▶ **SOURCE DOCUMENT**:

+ + + + +

In the early days, caches were used mainly for reference data because data that changed frequently would become stale and out of sync with the latest data in the database. However, NCache now provides very powerful features that enable the cache to keep its cached data synchronized with the database.
All of NCache's caching topologies are good for reference data, but a few are particularly beneficial for transactional data. Thus, you need to determine how many reads versus writes you'll be doing to figure out which topology is best for you. Additionally, some caching topologies don't scale as much, especially for updates, so keep that in mind too.
Below is a list of caching topologies along with their impact on reads versus writes.
-
-
Partitioned Cache (No Replication): This is the fastest topology, but it does not replicate data, so there is data loss if a cache server goes down.
-
-
Partition-Replica Cache (Most Popular): This topology is superfast for both reads and writes. However, it also replicates data for reliability without compromising. The best combination of speed/scalability and data reliability.
-
-
Replicated Cache: Very good for smaller environments. Each server keeps a full backup of the cache, ensuring high data reliability and fault tolerance. Superfast and linearly scalable for reads. Moderately fast for writes in a 2-node cluster, but does not scale as you add more servers because writes are synchronously done on all cache servers.
-
-
Mirrored Cache: This topology is very good for smaller environments. It has faster write operations than the Replicated Cache for 2-Node active/passive. But, does not scale beyond this.
-
-
Client Cache: Very good for read-intensive use cases with all caching topologies. Let's you achieve InProc speed with a distributed cache
Partitioned Cache
Partitioned Cache is the fastest and most scalable caching topology for both reads and writes. It is designed for large clusters, it delivers fast reads and writes even under peak loads. However, it does not replicate data. Hence, there is no backup in case a server goes down.
Here are some characteristics of Partitioned Cache.
-
-
Dynamic Partitions: The cache is divided into partitions at runtime, with each cache server having one partition. There are a total of 1000 buckets per clustered cache that are evenly distributed to all partitions. Essentially, adding/removing cache server will result in the creation/deletion of partitions at runtime. The partition bucket assignment does not change when data is being added to the cache. Instead, it only changes when partitions are added or deleted or when data is load balanced. This rebalancing refers to the state transfer process that moves buckets and their data to the target partitions
-
-
Distribution Map: The cache cluster creates a Distribution Map that contains information about which buckets exist in which partitions. The Distribution Map is updated whenever there is a state transfer. The Distribution Map is propagated to all the servers and clients. The clients use this to figure out which cache server to talk to for any read/write operation
-
-
Dynamic Data Balancing: Since all the buckets are HashMap-based and data is stored based on a hashing algorithm applied to the keys. This can cause some buckets to hold more data than others, depending on the keys used. If this imbalance crosses a configurable threshold, NCache automatically shifts buckets around to rebalance this load.

+ + + + +

▶ **DATA FOR PROCESSING**:
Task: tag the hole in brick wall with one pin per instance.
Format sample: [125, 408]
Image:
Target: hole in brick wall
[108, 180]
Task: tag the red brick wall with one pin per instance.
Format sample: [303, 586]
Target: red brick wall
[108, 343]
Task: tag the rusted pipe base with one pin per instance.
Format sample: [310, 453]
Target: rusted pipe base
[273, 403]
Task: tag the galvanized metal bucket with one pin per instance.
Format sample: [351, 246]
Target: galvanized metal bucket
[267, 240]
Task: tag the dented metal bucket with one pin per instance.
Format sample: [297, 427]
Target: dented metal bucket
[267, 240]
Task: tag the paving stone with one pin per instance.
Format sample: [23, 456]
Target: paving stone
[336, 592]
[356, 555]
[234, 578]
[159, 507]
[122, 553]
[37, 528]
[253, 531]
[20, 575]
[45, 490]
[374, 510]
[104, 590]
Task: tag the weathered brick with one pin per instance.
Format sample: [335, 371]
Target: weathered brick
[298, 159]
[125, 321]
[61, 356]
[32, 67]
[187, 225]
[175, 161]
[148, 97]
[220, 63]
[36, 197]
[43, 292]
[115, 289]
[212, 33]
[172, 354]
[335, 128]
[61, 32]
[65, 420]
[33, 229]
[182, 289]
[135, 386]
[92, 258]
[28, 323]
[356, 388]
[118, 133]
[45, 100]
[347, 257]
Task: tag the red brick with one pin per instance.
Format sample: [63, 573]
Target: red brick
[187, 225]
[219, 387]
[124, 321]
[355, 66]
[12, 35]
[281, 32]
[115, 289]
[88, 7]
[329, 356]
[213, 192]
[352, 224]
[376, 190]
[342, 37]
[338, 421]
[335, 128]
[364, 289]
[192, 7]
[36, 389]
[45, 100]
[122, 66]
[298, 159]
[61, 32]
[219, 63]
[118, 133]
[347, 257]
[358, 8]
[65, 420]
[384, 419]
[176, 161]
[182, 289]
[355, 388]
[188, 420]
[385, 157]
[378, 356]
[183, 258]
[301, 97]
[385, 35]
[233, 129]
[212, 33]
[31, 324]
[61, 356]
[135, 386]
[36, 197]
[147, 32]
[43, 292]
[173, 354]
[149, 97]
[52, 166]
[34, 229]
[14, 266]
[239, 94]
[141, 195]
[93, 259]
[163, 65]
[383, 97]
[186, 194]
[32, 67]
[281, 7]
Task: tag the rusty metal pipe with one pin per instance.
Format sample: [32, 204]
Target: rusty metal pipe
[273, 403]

+ + + + +

▶ **PARTS OF THE EXERCISE**:
1. Copy out the passage from the NCache caching topologies text, starting with "Below is a list" and going on through "and data reliability.".
2. Rewrite the entries from the line with "Task: tag the rusty" through the end of the entries, replacing "rusty" with "corroded" and keeping everything else the same. Give only those lines.

▶ **SOLUTIONS PER TASK**:
1.
Below is a list of caching topologies along with their impact on reads versus writes.
-
-
Partitioned Cache (No Replication): This is the fastest topology, but it does not replicate data, so there is data loss if a cache server goes down.
-
-
Partition-Replica Cache (Most Popular): This topology is superfast for both reads and writes. However, it also replicates data for reliability without compromising. The best combination of speed/scalability and data reliability.

2.
Task: tag the corroded metal pipe with one pin per instance.
Format sample: [32, 204]
Target: corroded metal pipe
[273, 403]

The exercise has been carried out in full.